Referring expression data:
§

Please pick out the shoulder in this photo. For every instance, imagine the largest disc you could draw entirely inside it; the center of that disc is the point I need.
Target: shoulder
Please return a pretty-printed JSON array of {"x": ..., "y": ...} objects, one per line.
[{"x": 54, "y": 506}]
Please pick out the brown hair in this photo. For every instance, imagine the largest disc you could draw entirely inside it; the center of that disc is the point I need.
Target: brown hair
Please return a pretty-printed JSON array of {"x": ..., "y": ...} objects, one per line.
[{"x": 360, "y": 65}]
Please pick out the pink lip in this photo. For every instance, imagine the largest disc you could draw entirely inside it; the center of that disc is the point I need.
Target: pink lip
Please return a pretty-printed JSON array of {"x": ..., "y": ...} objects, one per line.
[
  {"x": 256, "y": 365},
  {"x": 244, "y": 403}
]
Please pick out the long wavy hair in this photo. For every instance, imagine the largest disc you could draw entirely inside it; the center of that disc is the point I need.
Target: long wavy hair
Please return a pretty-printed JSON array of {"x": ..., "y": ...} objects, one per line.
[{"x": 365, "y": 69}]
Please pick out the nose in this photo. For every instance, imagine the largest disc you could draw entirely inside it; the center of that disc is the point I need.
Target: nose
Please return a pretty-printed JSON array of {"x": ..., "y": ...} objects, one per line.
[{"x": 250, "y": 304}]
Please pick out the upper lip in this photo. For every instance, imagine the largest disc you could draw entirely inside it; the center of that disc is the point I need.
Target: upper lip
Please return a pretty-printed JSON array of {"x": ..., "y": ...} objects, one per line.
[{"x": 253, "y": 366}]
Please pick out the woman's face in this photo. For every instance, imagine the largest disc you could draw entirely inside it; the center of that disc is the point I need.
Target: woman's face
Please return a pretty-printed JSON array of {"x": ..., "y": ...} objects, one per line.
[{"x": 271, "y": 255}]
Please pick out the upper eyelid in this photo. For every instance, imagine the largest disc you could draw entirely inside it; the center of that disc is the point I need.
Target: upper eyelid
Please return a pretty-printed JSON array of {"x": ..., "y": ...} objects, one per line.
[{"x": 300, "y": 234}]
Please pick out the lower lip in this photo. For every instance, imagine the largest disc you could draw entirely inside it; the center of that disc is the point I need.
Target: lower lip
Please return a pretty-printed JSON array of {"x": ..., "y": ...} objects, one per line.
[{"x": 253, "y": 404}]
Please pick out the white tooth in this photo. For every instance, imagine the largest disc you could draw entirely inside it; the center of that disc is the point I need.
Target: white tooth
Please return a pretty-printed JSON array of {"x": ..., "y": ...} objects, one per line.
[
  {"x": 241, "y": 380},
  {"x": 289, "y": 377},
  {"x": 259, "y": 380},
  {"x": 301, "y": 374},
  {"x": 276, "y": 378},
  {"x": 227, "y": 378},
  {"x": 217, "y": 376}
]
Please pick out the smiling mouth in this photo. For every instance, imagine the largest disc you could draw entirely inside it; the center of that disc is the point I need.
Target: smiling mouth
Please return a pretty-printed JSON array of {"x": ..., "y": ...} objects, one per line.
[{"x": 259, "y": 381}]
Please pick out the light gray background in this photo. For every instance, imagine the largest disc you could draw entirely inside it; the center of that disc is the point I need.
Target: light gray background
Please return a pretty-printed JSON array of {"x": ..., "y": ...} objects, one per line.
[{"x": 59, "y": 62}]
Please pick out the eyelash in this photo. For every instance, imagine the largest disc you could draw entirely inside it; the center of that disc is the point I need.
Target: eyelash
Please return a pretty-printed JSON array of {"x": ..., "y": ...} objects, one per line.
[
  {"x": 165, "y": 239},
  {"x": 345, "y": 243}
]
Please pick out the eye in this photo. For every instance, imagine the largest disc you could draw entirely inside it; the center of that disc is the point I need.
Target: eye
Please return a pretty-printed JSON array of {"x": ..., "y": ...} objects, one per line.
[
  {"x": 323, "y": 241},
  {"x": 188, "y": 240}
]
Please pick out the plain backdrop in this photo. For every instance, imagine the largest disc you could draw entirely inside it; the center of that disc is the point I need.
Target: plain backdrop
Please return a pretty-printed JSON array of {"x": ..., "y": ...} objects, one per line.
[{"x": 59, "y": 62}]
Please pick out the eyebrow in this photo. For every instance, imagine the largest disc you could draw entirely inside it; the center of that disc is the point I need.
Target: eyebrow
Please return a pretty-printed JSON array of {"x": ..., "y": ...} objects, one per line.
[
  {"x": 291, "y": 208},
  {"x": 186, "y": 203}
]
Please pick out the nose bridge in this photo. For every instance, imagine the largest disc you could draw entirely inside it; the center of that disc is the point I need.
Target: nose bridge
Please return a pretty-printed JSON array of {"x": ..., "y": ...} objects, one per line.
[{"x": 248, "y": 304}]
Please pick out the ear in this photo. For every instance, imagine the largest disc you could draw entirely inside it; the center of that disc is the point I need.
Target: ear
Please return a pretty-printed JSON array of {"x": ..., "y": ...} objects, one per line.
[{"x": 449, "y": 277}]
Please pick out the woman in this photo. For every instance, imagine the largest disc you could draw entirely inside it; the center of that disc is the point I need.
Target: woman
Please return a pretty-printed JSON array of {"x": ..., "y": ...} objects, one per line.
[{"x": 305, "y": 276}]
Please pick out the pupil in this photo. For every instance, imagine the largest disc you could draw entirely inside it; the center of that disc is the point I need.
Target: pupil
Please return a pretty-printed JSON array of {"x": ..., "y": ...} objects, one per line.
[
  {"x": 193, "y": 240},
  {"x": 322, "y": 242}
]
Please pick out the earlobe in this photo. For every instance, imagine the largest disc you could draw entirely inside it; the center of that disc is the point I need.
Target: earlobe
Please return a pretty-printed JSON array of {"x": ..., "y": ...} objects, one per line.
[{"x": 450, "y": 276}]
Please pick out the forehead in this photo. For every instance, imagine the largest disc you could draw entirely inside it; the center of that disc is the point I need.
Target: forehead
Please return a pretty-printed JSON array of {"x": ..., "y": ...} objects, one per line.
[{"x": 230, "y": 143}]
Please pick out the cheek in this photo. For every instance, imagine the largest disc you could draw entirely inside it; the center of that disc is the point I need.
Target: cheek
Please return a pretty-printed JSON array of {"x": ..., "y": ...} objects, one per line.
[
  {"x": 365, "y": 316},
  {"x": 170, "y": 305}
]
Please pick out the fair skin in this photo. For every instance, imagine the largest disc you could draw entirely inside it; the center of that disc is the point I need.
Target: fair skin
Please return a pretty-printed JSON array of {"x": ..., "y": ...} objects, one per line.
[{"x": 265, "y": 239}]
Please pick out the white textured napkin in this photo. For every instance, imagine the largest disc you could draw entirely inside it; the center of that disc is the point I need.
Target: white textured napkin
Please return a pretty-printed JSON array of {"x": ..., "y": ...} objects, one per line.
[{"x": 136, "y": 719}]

§

* Exercise goal: An exact transcription of all the records is needed.

* Reply:
Please pick out the shoulder in this photo. For every instance, imagine the largest disc you could draw entirely inside it; the center of that disc is the point I need.
Target: shoulder
Please return a pretty-printed JSON array of {"x": ..., "y": ...} objects, one per line.
[{"x": 54, "y": 506}]
Please pick out the brown hair in this photo. For every instance, imagine the largest disc you could draw entirely inside it; the center of that disc is the point I need.
Target: brown hair
Please return a pretty-printed JSON array of {"x": ..., "y": ...} objects, one per line.
[{"x": 360, "y": 65}]
Please pick out the pink lip in this photo. For every instance, imagine the largest disc you could draw entirely inside it; the center of that disc is the point I need.
Target: pink lip
Please return a pretty-printed JSON array of {"x": ..., "y": ...} objects, one per line.
[
  {"x": 256, "y": 365},
  {"x": 244, "y": 403}
]
Please pick out the long wavy hair in this photo. For every instance, imagine the largest disc you could draw entirely inside it; the center of that disc is the point I need.
Target: long wavy hair
Please return a pretty-printed JSON array of {"x": ..., "y": ...} objects, one per line.
[{"x": 365, "y": 69}]
Please pick out the nose in this photo. For every instance, imagine the largest disc you could draw entirely inside it; the center of that disc is the point I need.
Target: nose
Please return a pretty-printed JSON array of {"x": ..., "y": ...} objects, one per line.
[{"x": 250, "y": 304}]
Please pick out the upper lip in this photo. For every instance, imagine the largest disc you could draw entirely inside it; the center of that disc is the point I need.
Target: upper lip
Please return a pretty-printed JSON array of {"x": ..., "y": ...} objects, one per line.
[{"x": 253, "y": 366}]
Please pick out the woman's face in this photo. For every instance, imagine the largest disc you could draw entirely inside it; the center of that disc is the point I need.
Target: woman's face
Please return a pretty-printed JSON array of {"x": ..., "y": ...} objects, one per line.
[{"x": 271, "y": 255}]
Please pick out the upper eyelid in this photo. For every instance, imagine the largest disc you could draw entirely inside it; the center of that disc is the point I need.
Target: upper eyelid
Please return a pretty-printed JSON array of {"x": ..., "y": ...} objects, one per line.
[{"x": 300, "y": 234}]
Please pick out the lower lip in this photo. For every instance, imagine the largest disc you could draw entirely inside it; the center of that disc is the point I need.
Target: lower lip
Please return a pretty-printed JSON array of {"x": ..., "y": ...} objects, one per line.
[{"x": 253, "y": 404}]
Please pick out the white tooth in this photo. For every instance, imagine the largest disc you could draw entirely inside it; the center of that disc is the point I need.
Target: white tooth
Please return a pretty-printed JSON array of {"x": ..., "y": ...} objects, one per line.
[
  {"x": 241, "y": 380},
  {"x": 289, "y": 377},
  {"x": 259, "y": 380},
  {"x": 301, "y": 374},
  {"x": 276, "y": 378},
  {"x": 227, "y": 378},
  {"x": 217, "y": 376}
]
Please pick out the smiling mouth in this photo. For every instance, imagine the largest disc you could draw entirely inside it; the center of that disc is the point I need.
Target: smiling mouth
Please return a pretty-printed JSON array of {"x": ..., "y": ...} objects, one per line.
[{"x": 259, "y": 381}]
Please pick out the light gray background in this photo. For every instance, imagine the largest disc you could draw entirely inside it; the center of that disc is the point I need.
Target: light gray background
Please return a pretty-printed JSON array of {"x": ..., "y": ...} objects, one per line.
[{"x": 59, "y": 62}]
Please pick out the eyelash in this photo. For every instance, imagine the largest disc you could draw entirely inside it; the center of that disc is the point I need.
Target: eyelash
Please return a pretty-printed JSON array of {"x": ..., "y": ...} objects, one per line.
[
  {"x": 165, "y": 239},
  {"x": 345, "y": 243}
]
Please pick out the eye in this photo. For every instance, imagine the largest disc you could draw entirely inside it; the center of that disc is the point I need.
Target: eye
Please return a pretty-printed JSON array of {"x": ..., "y": ...} objects, one per line.
[
  {"x": 323, "y": 241},
  {"x": 188, "y": 240}
]
Please pick out the plain backdrop in this photo. For every instance, imagine the largest disc you could draw entirely inside it; the center of that disc is the point I need.
Target: plain backdrop
Please return a pretty-printed JSON array of {"x": ..., "y": ...} objects, one per line.
[{"x": 59, "y": 62}]
Please pick out the eyebrow in this photo. For every instance, imagine the largest disc you could draw entirely inside it; the center of that disc is the point I need.
Target: eyebrow
Please return a pretty-printed JSON array of {"x": ..., "y": ...} objects, one per line.
[
  {"x": 291, "y": 208},
  {"x": 186, "y": 203}
]
Please pick out the nose bridge in this photo. For every instance, imagine the largest disc you could draw entirely inside it; the center of that disc is the point I need.
Target: nose bridge
Please return a pretty-printed JSON array of {"x": ..., "y": ...} objects, one per line.
[{"x": 248, "y": 304}]
Please pick out the ear in this photo. For every instance, imagine the largest disc you could draw entirely inside it; the center of that disc is the point I need.
Target: ear
Please return a pretty-printed JSON array of {"x": ..., "y": ...} objects, one per line.
[{"x": 449, "y": 277}]
Please pick out the woman in this photo. For every instance, imagine the largest disc you could draw entirely inside it; the center of that disc is the point I need.
Target: woman
Please return a pretty-printed JSON array of {"x": ..., "y": ...} objects, one per line.
[{"x": 305, "y": 276}]
Please pick out the pupil in this photo. For every instance, imagine the largest disc you could draw entirely inside it; the center of that disc is the point I need.
Target: pupil
Please return a pretty-printed JSON array of {"x": ..., "y": ...} objects, one per line.
[
  {"x": 193, "y": 240},
  {"x": 322, "y": 242}
]
Please pick out the earlobe in this photo. For every instance, imagine the largest disc you could draw entirely inside it; the center of that disc is the point I need.
Target: earlobe
Please return a pretty-printed JSON array of {"x": ..., "y": ...} objects, one per line.
[{"x": 450, "y": 276}]
Please pick out the forehead in this photo. For every instance, imagine the largest disc you could draw entirely inside it; the center of that disc is the point I need.
Target: forehead
Please return a pretty-printed JSON array of {"x": ..., "y": ...} objects, one per line.
[{"x": 230, "y": 143}]
Please pick out the cheek in this photo. For every instance, imagine the largest disc you could draw entirely inside it; the center of that disc is the point I need.
Target: cheek
Please return a pretty-printed JSON array of {"x": ..., "y": ...} objects, one per line.
[
  {"x": 365, "y": 316},
  {"x": 170, "y": 305}
]
Please pick out the fair skin in this photo. For every instance, imagine the largest disc you could draw entirely inside it; the center of that disc is the point I need.
Target: fair skin
Please return a pretty-printed JSON array of {"x": ..., "y": ...} objects, one per line.
[{"x": 265, "y": 239}]
Please pick out the white textured napkin in this photo. For every instance, imagine the largest disc you could draw entirely inside it; the center of that disc is the point I need.
Target: white textured napkin
Please return a pretty-printed JSON array of {"x": ..., "y": ...} objects, one per line.
[{"x": 136, "y": 719}]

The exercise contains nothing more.